[Location identification material]
※

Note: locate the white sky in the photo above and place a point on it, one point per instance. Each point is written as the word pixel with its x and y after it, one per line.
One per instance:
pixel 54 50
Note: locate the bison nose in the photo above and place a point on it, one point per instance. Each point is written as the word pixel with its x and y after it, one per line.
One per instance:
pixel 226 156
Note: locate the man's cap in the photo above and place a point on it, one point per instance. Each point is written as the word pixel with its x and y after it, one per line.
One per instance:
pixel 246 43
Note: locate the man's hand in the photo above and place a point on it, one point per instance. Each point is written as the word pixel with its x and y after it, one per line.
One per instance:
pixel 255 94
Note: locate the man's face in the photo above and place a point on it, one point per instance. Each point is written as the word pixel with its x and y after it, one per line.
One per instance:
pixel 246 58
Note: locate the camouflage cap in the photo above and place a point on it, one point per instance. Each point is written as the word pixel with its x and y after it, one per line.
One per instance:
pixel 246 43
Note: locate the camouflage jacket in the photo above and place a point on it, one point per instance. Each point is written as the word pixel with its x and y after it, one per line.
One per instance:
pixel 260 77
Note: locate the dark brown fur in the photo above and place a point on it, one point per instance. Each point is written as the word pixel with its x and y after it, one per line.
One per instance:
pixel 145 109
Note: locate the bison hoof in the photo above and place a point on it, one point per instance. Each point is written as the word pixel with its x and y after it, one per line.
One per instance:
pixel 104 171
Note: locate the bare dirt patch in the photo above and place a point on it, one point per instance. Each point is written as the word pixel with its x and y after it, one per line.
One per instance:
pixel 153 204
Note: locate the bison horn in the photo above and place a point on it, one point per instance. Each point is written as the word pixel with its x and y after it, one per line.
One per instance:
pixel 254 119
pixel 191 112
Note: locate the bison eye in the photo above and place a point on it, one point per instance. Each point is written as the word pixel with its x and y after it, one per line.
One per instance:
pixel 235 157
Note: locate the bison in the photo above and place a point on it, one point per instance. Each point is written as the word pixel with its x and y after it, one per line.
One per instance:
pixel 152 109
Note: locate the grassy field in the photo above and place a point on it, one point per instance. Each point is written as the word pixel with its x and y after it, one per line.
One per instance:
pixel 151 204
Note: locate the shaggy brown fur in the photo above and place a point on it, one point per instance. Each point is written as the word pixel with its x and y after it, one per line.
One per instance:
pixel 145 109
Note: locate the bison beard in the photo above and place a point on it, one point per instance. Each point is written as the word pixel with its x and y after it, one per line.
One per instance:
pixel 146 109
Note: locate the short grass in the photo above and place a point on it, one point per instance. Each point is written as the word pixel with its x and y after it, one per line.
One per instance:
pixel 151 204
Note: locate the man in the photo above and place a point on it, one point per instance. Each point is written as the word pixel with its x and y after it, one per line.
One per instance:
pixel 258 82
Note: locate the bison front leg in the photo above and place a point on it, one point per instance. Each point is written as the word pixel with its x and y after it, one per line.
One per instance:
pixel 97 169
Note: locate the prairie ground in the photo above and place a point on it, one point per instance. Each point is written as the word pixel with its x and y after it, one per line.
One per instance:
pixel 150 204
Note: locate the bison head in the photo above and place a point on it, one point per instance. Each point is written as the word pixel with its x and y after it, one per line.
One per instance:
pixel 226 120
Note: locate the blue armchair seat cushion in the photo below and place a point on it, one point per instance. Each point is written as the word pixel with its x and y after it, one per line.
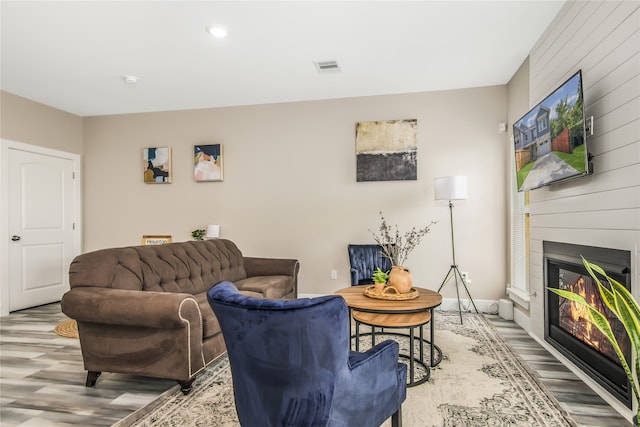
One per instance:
pixel 292 366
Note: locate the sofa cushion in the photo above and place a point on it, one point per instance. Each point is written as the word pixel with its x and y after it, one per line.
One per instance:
pixel 270 287
pixel 189 267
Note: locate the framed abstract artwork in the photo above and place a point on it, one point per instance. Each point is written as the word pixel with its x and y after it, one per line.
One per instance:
pixel 157 165
pixel 386 150
pixel 155 240
pixel 207 162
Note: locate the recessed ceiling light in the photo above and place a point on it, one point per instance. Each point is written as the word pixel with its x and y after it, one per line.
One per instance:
pixel 217 32
pixel 130 80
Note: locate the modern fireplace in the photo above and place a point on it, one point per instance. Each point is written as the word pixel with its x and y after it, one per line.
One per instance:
pixel 567 326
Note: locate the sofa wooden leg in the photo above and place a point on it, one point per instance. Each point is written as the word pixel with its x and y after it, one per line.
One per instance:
pixel 186 386
pixel 92 377
pixel 396 418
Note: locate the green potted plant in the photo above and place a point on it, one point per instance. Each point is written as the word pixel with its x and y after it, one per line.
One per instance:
pixel 380 276
pixel 622 304
pixel 380 279
pixel 198 234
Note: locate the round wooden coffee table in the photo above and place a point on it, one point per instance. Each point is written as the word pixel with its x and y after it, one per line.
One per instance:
pixel 396 314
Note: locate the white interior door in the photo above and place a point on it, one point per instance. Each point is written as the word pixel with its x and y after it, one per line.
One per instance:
pixel 40 226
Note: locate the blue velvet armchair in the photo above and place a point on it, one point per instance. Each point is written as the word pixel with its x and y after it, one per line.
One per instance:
pixel 364 259
pixel 292 365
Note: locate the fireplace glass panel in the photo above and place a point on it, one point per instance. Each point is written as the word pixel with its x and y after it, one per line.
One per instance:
pixel 575 320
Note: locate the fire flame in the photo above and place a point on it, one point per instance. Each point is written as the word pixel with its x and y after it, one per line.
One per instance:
pixel 584 328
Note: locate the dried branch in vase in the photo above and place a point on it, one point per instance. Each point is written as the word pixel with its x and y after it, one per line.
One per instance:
pixel 395 246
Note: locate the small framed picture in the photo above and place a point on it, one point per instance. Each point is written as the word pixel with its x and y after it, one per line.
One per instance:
pixel 155 240
pixel 207 162
pixel 157 165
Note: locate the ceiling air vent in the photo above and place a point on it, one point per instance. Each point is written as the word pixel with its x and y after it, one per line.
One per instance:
pixel 325 67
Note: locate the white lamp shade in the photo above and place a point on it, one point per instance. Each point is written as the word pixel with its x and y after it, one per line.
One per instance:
pixel 451 188
pixel 213 231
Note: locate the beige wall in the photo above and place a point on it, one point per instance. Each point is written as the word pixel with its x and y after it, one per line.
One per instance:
pixel 29 122
pixel 289 185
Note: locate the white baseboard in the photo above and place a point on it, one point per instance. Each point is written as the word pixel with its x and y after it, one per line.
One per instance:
pixel 483 306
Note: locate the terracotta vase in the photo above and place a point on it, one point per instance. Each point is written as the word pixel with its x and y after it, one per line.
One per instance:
pixel 400 278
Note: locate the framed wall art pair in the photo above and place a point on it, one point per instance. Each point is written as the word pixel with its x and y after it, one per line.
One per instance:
pixel 207 164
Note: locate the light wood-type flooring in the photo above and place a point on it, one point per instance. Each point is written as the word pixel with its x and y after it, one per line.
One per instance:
pixel 42 378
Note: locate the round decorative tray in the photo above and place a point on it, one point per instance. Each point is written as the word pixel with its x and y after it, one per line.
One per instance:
pixel 390 293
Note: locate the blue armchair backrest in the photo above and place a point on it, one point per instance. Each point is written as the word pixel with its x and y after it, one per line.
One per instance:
pixel 292 366
pixel 364 260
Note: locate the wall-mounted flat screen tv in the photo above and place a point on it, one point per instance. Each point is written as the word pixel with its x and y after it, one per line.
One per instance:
pixel 550 140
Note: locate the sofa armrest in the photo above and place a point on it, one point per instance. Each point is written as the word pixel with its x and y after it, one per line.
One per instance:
pixel 273 267
pixel 130 307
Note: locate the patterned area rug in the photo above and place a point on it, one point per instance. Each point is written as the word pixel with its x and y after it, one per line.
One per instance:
pixel 480 382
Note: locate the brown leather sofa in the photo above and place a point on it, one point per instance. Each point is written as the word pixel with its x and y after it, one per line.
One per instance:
pixel 143 310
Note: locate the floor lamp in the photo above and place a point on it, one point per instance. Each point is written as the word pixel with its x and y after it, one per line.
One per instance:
pixel 453 188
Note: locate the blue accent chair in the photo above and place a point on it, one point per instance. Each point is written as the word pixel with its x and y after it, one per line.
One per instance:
pixel 364 260
pixel 292 365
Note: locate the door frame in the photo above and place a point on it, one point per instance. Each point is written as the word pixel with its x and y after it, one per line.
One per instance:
pixel 5 146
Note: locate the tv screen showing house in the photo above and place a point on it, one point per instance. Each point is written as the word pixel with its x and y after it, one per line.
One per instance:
pixel 550 140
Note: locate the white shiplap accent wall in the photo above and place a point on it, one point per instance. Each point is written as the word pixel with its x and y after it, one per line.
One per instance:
pixel 603 40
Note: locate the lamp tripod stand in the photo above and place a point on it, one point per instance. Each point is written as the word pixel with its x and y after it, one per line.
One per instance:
pixel 455 271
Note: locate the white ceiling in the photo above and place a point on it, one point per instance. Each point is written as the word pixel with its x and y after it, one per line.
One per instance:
pixel 73 55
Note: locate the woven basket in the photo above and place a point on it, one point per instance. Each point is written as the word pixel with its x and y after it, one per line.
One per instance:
pixel 67 328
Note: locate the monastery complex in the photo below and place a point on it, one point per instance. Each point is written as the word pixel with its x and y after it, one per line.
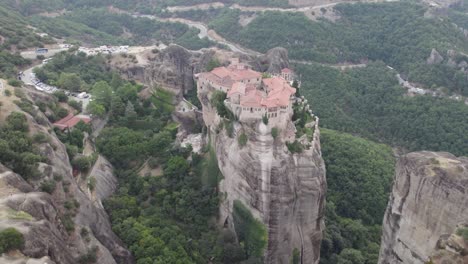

※

* TASK TO CARRY OUT
Copy the lines of the material from the line containing "Note: locate the blue accent" through the line containing "pixel 603 40", with both of those lines included, reproducing each one word for word.

* WRITTEN SOLUTION
Note: locate the blue accent chair in the photo above and place a point on it, one point per instance. Each point is written as the word pixel with its x and y after it, one per line.
One per instance:
pixel 364 260
pixel 292 365
Note: locate the door frame in the photo above and place a point on it, one point per instance. Each point is written as the word pixel with its x and y after it, one per line.
One per instance:
pixel 5 146
Note: locate the tv screen showing house in the photo above and place a point on it, one point per instance. Each point is written as the word pixel with its x and y after it, one per line.
One per instance:
pixel 550 140
Note: locate the white shiplap accent wall in the photo above and place a point on it, one point per instance. Each point is written as the word pixel with its x and y after it, one per line.
One per instance:
pixel 603 40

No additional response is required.